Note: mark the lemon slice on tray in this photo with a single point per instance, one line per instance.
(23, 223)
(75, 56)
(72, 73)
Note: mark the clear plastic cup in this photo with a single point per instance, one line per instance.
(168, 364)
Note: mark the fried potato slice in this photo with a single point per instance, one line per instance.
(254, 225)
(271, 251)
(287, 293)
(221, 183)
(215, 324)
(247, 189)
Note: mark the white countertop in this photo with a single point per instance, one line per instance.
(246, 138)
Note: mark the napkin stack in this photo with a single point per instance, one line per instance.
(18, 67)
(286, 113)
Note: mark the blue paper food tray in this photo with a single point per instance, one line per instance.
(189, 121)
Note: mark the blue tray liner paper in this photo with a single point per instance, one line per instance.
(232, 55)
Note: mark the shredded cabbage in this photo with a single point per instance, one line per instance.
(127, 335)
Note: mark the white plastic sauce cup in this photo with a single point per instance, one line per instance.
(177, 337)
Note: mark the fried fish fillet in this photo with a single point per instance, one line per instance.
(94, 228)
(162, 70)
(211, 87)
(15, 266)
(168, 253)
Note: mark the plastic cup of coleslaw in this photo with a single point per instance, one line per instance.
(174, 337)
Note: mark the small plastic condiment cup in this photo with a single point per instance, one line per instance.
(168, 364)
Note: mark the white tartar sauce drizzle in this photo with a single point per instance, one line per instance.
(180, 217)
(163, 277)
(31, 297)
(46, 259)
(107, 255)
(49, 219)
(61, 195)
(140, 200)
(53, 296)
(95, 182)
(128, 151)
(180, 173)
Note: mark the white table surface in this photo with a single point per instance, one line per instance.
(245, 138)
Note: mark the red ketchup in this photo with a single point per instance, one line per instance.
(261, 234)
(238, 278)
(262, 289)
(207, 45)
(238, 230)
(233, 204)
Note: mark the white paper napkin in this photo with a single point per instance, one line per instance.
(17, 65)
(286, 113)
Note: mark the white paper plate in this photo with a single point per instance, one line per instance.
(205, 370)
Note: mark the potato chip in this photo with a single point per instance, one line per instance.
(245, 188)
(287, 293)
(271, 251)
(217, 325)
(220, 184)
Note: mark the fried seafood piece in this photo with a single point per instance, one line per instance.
· · ·
§ Aim
Reproduce, word for word, only the lines from the one that contains "Note: mark the white paper napkin" through the final line.

§ Reply to the task
Note: mark the white paper napkin in this photo with a single point per instance, one line per instance.
(17, 65)
(286, 113)
Note: mark the white paper plate in this photo with a single point per instance, one line per instance.
(205, 370)
Note: mark the potato chip in this photo with a single point per instance, one line per instance.
(245, 188)
(287, 293)
(271, 251)
(217, 325)
(220, 184)
Note: mark the fried seafood piece in this photo with a single point per instance, one line per instance.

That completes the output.